### GOAL 1
Locate every line in the records that contains the word "wall", and copy each of those lines.

### TEXT
During his three months at the school, Jiatu shared a co-ed dormitory with Hong and several others. They would dine together and go on early-morning hikes, eventually becoming a tight-knit group.
Jiatu constantly mined Hong for advice, gaining essential knowledge such as keeping grumpy kiln operators on side with the occasional bottle of baijiu, the strong Chinese liquor, and using the local dialect in stores to avoid paying higher prices for paints, clay, and other art supplies.
By the end of the year, Hong had had enough of teaching, especially dealing with “sensitive students” and their mothers. As Jiatu’s course was also coming to an end, they along with a third partner decided to rent a two-story, 200-square-meter building in the city’s old factory area and open their own workshop.
Life was relaxed for a while. In the afternoons, they’d make and mend ceramics before heading downtown to grab dinner. Sometimes they’d bring alcohol up the mountain and drink until sunrise.
The business was earning them about 4,000 yuan a month, enough to cover basic daily expenses, and Jiatu felt that he’d reached utopia. But it wasn’t to last.
Selling out?
Suddenly, in May last year, ceramics at the Sculpture Factory stopped selling.
Jiatu began noticing a change at the start of the month, during the Labor Day holiday. As he rode his electric-powered bike to open his stall, he passed dozens of vendors in alleyways and on the roadside hawking factory-made porcelain products from the northern Shanxi province and eastern Fujian province.
Prices were rock bottom. For example, a set of four large, mass-produced bowls was just 25 yuan, compared with 200 yuan for just one of Jiatu’s handcrafted bowls. Tourists were naturally snapping up the cheaper options.
Initially, Jiatu believed the merchants were merely opportunistic outsiders looking to capitalize on the surge in visitors that Jingdezhen sees during holidays (the city received just over 39 million tourists in 2024). But the vendors were, in fact, retired locals and their relatives. Labor Day came and went, but this streetside trade remained.
Soon, unauthorized stalls lined the roads downtown as well as those surrounding Taoxichuan and the Sculpture Factory, which by the summer was receiving 900 applications for just 150 available spots, up from the previous average of 300.
Jiatu says ceramicists became locked in a race to the bottom, as they slashed the prices of their cups, plates, and bowls, and began to consider an income of just 100 yuan a day as acceptable. Some were earning nothing at all.
Hong reduced her prices by 20 yuan — any lower and she feared that she’d alienate her regular customers. “Plus, once you decide to cut your prices, it can be hard to raise them again,” she explains. For her and other young ceramicists, the situation left them with a dilemma: Do they want to be craftspeople or merchants?

### DATASET
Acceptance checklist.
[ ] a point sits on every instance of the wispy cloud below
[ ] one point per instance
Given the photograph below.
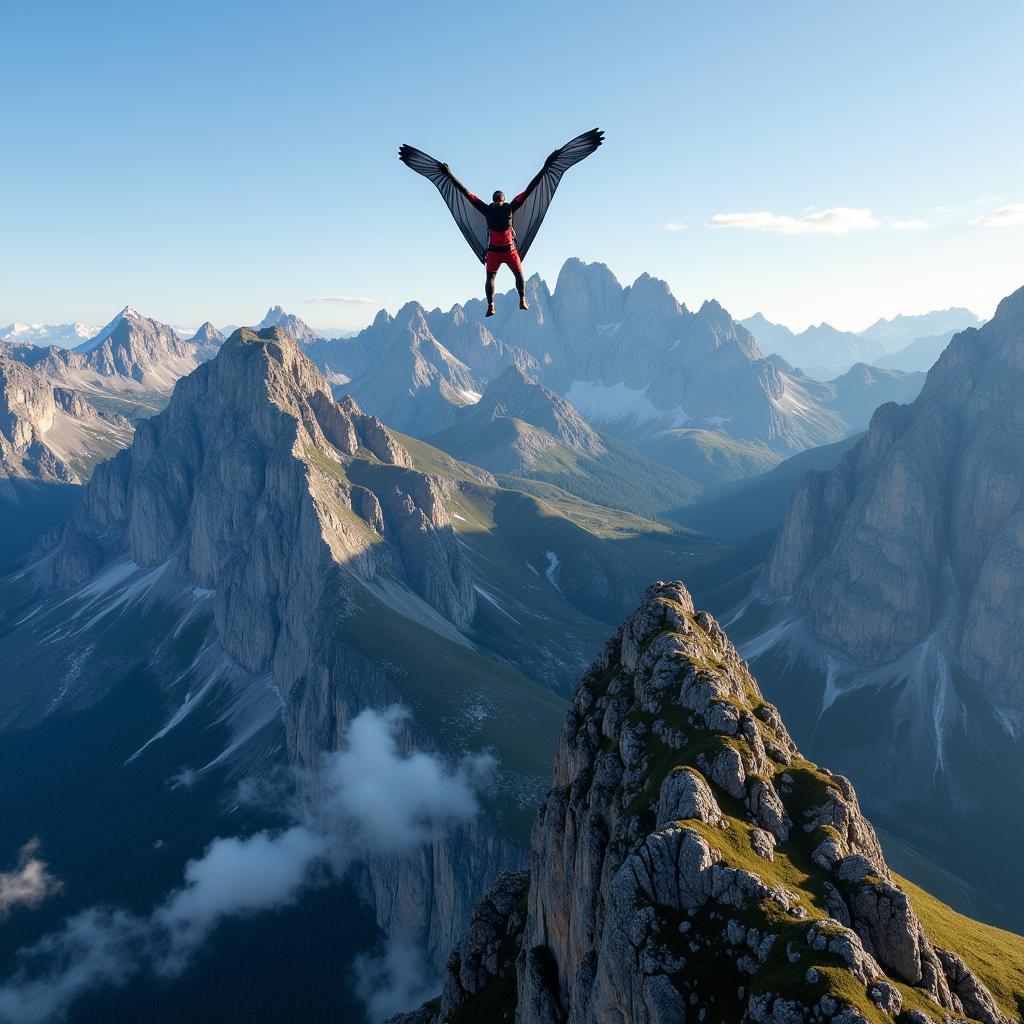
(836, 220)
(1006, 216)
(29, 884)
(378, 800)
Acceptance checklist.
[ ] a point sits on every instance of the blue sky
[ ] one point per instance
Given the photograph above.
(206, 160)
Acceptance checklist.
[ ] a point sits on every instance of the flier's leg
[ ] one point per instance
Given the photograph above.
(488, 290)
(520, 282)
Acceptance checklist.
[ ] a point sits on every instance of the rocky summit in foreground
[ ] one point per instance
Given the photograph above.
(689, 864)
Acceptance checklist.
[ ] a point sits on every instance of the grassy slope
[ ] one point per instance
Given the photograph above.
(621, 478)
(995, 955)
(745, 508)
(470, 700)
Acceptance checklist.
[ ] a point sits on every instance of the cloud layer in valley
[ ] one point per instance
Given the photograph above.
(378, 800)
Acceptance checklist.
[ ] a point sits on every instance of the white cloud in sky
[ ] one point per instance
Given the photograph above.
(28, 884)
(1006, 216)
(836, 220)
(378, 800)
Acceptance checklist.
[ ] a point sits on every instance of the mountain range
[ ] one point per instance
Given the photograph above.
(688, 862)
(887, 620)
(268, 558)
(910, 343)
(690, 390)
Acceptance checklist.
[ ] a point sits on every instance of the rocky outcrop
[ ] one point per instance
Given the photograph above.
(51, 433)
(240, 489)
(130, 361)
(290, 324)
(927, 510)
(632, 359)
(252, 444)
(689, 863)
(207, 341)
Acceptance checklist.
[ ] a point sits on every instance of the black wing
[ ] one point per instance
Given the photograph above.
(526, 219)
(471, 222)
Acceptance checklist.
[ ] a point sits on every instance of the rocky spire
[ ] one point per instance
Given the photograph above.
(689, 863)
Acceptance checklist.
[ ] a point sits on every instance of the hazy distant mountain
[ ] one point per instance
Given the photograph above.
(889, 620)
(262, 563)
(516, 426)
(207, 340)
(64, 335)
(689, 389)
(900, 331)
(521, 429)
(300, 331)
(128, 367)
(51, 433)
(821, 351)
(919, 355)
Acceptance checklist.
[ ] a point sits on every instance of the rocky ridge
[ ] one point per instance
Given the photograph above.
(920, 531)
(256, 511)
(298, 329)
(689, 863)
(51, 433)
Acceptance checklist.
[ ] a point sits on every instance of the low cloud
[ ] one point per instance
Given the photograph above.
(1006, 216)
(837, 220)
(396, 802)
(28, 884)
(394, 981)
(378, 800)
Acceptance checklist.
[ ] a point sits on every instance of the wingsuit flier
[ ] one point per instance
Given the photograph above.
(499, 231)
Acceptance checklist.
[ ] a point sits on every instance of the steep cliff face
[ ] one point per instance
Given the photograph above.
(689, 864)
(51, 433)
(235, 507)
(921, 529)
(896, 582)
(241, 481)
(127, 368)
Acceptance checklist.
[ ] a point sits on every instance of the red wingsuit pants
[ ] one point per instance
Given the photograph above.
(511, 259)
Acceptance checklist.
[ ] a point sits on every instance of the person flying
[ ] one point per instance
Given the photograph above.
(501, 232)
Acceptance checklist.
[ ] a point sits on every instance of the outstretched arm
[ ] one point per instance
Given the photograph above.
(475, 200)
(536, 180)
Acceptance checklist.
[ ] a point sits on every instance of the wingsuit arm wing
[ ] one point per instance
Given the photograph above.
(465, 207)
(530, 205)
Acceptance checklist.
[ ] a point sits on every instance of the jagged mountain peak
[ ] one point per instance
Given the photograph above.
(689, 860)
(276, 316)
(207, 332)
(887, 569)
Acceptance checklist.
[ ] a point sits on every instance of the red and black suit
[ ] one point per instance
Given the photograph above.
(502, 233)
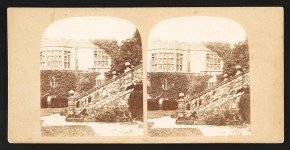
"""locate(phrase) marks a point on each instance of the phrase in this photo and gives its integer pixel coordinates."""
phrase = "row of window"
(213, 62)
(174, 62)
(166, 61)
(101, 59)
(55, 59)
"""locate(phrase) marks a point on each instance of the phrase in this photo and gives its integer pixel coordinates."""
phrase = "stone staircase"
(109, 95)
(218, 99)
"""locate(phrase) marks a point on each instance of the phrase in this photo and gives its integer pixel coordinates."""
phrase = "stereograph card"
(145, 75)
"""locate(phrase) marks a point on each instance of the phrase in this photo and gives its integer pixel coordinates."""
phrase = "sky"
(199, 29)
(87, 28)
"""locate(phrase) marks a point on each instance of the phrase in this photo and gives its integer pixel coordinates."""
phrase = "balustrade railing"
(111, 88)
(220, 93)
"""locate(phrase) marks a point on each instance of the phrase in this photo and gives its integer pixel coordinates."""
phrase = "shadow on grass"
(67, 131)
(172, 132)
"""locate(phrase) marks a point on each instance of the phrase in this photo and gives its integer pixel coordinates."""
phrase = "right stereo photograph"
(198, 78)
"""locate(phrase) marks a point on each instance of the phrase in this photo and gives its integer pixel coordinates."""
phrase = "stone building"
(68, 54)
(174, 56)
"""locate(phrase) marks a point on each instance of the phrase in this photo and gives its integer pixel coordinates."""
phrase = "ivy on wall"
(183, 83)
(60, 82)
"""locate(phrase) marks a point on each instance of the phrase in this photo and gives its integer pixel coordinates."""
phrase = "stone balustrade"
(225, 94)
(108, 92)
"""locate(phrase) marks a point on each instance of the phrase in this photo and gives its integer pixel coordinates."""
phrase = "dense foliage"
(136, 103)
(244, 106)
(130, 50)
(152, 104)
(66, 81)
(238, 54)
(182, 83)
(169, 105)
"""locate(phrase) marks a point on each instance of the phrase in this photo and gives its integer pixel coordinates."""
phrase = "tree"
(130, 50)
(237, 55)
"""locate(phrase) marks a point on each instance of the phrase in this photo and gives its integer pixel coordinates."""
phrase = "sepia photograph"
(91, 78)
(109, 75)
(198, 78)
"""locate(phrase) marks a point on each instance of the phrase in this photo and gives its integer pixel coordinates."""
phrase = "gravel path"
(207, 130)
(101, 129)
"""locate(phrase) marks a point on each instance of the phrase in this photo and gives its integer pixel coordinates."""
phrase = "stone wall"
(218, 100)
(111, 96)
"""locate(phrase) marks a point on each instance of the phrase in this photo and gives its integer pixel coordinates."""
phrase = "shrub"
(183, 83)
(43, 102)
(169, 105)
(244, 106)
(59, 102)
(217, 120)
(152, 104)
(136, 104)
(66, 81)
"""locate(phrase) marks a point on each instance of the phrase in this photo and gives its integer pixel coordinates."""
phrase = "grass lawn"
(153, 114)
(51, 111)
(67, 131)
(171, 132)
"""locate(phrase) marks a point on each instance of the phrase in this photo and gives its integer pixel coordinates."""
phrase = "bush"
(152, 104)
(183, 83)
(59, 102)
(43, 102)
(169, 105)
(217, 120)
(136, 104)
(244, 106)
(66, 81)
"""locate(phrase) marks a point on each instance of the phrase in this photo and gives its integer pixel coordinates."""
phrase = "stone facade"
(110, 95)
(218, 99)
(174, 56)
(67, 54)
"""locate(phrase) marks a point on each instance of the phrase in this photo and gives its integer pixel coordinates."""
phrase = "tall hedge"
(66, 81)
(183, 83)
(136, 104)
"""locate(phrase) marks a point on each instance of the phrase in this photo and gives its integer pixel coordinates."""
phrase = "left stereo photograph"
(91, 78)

### GOAL 2
List every amount of money given in yuan in the text about the young ceramicists.

### FULL ANSWER 1
phrase = "ivy on wall"
phrase = "stone wall"

### FULL ANSWER 2
- 4,000 yuan
- 25 yuan
- 200 yuan
- 100 yuan
- 20 yuan